EXERCISE DETAILS — Your response should be the complete listing, copied exactly.

SOURCE INFORMATION —
------------------------------------------------------------------------

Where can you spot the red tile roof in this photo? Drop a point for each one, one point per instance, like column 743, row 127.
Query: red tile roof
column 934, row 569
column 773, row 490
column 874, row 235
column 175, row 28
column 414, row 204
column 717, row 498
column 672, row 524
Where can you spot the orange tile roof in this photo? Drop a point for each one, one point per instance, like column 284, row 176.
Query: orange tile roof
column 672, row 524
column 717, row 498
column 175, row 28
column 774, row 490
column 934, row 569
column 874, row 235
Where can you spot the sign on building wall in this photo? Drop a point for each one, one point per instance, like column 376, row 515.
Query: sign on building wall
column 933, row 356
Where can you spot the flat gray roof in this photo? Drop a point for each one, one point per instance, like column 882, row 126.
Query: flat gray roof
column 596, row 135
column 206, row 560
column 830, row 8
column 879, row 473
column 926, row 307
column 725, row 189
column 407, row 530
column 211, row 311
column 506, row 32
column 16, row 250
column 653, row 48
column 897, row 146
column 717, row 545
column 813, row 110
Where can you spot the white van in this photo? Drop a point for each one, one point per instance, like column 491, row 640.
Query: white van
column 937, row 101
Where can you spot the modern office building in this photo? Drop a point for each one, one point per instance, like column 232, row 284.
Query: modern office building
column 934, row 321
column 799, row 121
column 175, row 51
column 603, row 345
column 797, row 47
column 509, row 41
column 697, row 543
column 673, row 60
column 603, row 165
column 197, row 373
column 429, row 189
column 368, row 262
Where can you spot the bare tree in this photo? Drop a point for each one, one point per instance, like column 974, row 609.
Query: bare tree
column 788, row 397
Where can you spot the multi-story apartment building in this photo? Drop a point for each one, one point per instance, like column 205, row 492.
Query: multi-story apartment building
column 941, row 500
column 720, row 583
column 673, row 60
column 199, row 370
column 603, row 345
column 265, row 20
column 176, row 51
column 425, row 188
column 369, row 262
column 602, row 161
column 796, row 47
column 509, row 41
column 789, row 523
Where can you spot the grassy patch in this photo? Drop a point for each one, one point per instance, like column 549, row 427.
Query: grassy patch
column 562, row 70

------------------------------------------------------------------------

TASK ANSWER —
Where can you spot the red tile roof in this photo? Drop a point for each one, one point per instance, like column 743, row 127.
Query: red tile roof
column 934, row 569
column 773, row 490
column 874, row 235
column 175, row 28
column 414, row 204
column 717, row 498
column 672, row 524
Where can you spot the orange tile roof in this photo? Drop a point for each one, one point per instance, like column 284, row 176.
Query: orange tile roof
column 672, row 524
column 717, row 498
column 175, row 28
column 774, row 490
column 934, row 569
column 874, row 235
Where can you spot the sign on building wall in this photo? Drop a point for each one, one point per instance, like column 376, row 515.
Query: sign on building wall
column 933, row 356
Where can you spot the flat gray roof in this photo? Drop a point for each one, one point per instance, like column 882, row 126.
Query: flat gray roof
column 596, row 135
column 206, row 560
column 830, row 8
column 879, row 473
column 926, row 307
column 725, row 189
column 407, row 530
column 211, row 311
column 506, row 32
column 16, row 250
column 653, row 48
column 897, row 146
column 717, row 545
column 813, row 110
Where can you spot the white van in this photo? Drop a point for each one, one point per instance, like column 491, row 640.
Query: white van
column 937, row 101
Where can you spot the modern office building in this photo? Drop a point for each one, one point per instance, like column 232, row 284.
Query: modern office building
column 934, row 321
column 799, row 121
column 175, row 51
column 603, row 345
column 797, row 47
column 509, row 41
column 697, row 543
column 673, row 60
column 603, row 165
column 197, row 373
column 429, row 189
column 368, row 262
Where can you spot the bare tree in this photo? Drop a point for each one, one point per instance, like column 974, row 609.
Query: bare tree
column 788, row 397
Where can you spot the multi-story apartment building in this photo? Drop a point for each one, one point per instance, like column 205, row 492.
Query: multi-story apartment building
column 941, row 500
column 720, row 583
column 673, row 60
column 199, row 370
column 603, row 345
column 265, row 20
column 176, row 51
column 425, row 188
column 369, row 262
column 602, row 161
column 796, row 47
column 509, row 41
column 789, row 523
Where can you spot the grassy patch in this photo? Drop a point for each one, one point per instance, like column 549, row 427.
Query: grassy patch
column 562, row 70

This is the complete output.